*Passage shown*.
Corey Thornton

No. 31 – Carolina Panthers
- Position: Cornerback
- Roster status: Practice squad

Personal information
- Born: January 30, 2001 (age 25)
- Listed height: 6 ft 1 in (1.85 m)
- Listed weight: 195 lb (88 kg)

Career information
- High school: Booker T. Washington (Miami, Florida)
- College: UCF (2020–2023) Louisville (2024)
- NFL draft: 2025: undrafted

Career history
- Carolina Panthers (2025–present);

Career NFL statistics as of 2025
- Total tackles: 14
- Forced fumbles: 1
- Pass deflections: 3
- Stats at Pro Football Reference

= Corey Thornton =

American football player (born 2001)

Corey Thornton (born January 30, 2001) is an American professional football cornerback for the Carolina Panthers of the National Football League (NFL). He played college football for the UCF Knights and Louisville Cardinals and was signed by the Panthers as an undrafted free agent in 2025.

==Early life==
Thornton is from Miami, Florida. He attended Booker T. Washington Senior High School in Miami where he played football, helping them win the state 4A championship in 2019. A three-star recruit, he committed to play college football for the UCF Knights.

*List of tasks*.
[A] Please rewrite the Corey Thornton profile from "No. 31 – Carolina" to "(2020–2023) Louisville (2024)", replacing "Practice squad" with "Active roster".
[B] Name every statistic category listed in the Corey Thornton profile's career NFL statistics, along with its number.
The data here has no connection to the Corey Thornton profile.

(Pointing entries for labeled objects)
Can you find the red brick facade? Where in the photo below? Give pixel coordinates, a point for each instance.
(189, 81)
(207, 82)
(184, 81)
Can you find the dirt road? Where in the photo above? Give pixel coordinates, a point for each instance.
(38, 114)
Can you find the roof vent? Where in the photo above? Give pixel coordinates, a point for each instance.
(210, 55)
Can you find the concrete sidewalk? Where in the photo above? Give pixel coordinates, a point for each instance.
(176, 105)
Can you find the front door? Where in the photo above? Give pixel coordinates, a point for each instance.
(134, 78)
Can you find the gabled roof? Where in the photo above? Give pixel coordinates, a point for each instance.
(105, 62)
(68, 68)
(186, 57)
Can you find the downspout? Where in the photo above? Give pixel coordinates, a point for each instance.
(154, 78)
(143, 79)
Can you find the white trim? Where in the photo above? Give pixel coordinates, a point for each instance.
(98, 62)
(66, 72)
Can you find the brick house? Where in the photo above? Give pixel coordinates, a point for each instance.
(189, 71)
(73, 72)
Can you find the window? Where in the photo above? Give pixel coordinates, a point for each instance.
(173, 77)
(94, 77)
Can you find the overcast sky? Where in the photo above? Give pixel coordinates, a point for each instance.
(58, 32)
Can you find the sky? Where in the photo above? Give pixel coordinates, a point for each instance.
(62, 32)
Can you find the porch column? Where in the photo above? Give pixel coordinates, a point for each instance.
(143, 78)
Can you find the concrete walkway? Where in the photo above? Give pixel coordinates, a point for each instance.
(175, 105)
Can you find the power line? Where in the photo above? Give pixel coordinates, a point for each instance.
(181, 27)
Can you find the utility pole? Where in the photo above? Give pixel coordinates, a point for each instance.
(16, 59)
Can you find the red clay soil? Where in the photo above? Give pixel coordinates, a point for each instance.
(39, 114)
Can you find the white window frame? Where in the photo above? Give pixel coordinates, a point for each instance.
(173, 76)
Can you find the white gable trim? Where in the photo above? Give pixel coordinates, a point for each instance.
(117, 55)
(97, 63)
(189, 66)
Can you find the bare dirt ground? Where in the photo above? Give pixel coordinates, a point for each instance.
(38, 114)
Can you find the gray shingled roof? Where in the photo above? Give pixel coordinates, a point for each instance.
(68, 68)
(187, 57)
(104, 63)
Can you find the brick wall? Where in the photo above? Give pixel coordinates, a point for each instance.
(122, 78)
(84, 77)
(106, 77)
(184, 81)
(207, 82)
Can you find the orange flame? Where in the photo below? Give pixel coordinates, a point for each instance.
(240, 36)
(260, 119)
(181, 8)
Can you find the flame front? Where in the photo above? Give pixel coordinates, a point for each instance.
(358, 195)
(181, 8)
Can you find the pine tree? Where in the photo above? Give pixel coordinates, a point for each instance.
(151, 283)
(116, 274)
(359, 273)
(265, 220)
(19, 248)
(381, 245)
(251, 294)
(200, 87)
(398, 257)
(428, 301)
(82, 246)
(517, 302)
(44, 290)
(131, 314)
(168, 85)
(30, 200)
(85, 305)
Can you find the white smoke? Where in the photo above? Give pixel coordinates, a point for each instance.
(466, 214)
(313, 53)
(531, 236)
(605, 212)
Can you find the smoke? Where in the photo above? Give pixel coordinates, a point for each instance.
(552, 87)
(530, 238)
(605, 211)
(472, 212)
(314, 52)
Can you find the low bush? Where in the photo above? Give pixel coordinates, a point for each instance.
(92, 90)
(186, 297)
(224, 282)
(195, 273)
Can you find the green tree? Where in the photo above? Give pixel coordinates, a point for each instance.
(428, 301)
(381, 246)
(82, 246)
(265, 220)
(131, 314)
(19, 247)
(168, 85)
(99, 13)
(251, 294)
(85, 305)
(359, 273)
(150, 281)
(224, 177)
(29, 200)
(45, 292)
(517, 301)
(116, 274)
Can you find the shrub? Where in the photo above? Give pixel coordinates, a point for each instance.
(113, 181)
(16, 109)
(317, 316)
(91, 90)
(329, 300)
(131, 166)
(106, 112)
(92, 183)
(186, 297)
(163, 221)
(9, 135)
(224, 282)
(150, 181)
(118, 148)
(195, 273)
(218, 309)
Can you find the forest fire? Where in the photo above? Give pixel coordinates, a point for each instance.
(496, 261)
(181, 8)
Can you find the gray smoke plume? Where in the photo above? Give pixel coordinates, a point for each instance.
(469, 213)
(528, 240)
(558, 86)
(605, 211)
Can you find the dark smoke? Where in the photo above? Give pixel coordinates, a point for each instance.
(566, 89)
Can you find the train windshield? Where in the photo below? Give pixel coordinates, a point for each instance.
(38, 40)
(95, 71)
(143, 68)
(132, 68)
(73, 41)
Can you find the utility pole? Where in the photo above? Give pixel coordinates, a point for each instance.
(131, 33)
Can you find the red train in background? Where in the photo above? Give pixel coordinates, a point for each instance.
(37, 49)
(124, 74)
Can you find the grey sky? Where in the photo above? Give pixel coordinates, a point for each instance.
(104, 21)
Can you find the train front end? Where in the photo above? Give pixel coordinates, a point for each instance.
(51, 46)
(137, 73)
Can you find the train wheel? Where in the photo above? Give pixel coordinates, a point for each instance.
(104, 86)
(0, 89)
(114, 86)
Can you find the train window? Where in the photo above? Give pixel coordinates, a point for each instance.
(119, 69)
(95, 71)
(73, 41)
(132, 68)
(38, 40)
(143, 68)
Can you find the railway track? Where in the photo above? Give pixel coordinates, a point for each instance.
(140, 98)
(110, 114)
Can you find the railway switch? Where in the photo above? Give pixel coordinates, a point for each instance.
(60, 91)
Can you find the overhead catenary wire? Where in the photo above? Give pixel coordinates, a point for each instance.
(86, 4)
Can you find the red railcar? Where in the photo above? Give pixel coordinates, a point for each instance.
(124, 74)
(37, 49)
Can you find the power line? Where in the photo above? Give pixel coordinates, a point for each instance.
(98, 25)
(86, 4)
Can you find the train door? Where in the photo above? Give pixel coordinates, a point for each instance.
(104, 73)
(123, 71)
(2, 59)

*Outputs in order*.
[A]
No. 31 – Carolina Panthers
- Position: Cornerback
- Roster status: Active roster

Personal information
- Born: January 30, 2001 (age 25)
- Listed height: 6 ft 1 in (1.85 m)
- Listed weight: 195 lb (88 kg)

Career information
- High school: Booker T. Washington (Miami, Florida)
- College: UCF (2020–2023) Louisville (2024)

[B]
Total tackles: 14
Forced fumbles: 1
Pass deflections: 3